REQUIRED WORK: Which lines in the material below contain the word "cabinet"? Report each of those lines in full, and match case exactly.

RECORDS PROVIDED:
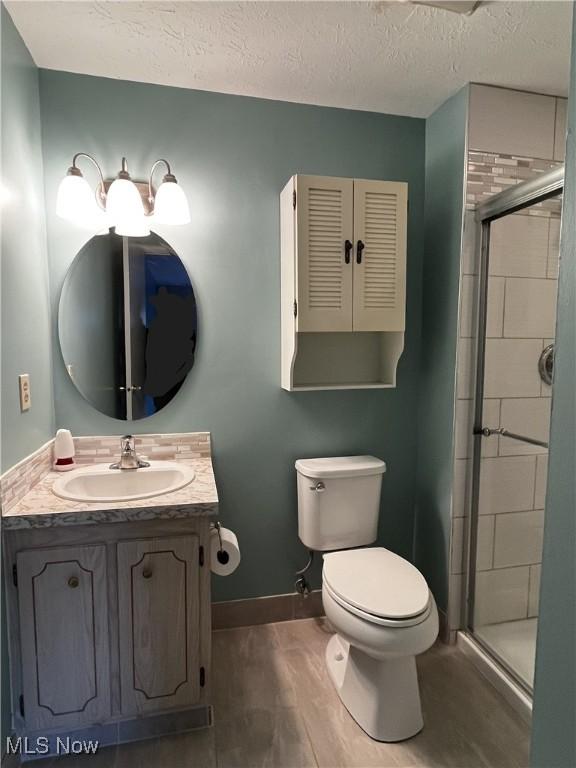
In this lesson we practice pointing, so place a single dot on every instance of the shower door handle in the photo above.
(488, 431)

==

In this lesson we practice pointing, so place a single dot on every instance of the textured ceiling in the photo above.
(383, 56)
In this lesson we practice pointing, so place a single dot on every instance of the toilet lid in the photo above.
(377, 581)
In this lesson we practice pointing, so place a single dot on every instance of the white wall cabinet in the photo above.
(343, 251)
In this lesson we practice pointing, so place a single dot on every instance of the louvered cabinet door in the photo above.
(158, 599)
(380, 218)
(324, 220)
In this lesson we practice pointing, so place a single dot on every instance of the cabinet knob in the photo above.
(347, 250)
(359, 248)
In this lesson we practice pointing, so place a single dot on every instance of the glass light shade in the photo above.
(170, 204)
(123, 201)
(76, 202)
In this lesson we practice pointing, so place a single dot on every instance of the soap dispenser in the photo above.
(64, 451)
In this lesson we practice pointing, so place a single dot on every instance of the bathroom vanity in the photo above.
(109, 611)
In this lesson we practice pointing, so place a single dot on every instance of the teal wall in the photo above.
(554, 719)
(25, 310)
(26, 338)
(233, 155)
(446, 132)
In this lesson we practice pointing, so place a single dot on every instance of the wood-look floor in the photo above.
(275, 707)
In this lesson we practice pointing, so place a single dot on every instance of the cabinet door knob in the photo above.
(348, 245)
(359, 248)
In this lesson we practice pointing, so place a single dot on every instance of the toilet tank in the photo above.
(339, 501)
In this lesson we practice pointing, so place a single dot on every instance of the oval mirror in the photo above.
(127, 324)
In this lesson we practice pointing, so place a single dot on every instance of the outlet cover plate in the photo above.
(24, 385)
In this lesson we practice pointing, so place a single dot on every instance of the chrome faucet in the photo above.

WRITTEN RESPONSE:
In this lesson we practice pointing, so place a single dot on every instance of the white wall cabinet in the photo above.
In this lesson we practice pointing, so place a single dot on every instance of the louvered cabinet door in the photo above.
In this lesson we practice pointing, so place a single dot on every instance of the cabinet knob in the photo above.
In this lesson we practice pointing, so place a single dot on every instance of the cabinet door knob in the photo above.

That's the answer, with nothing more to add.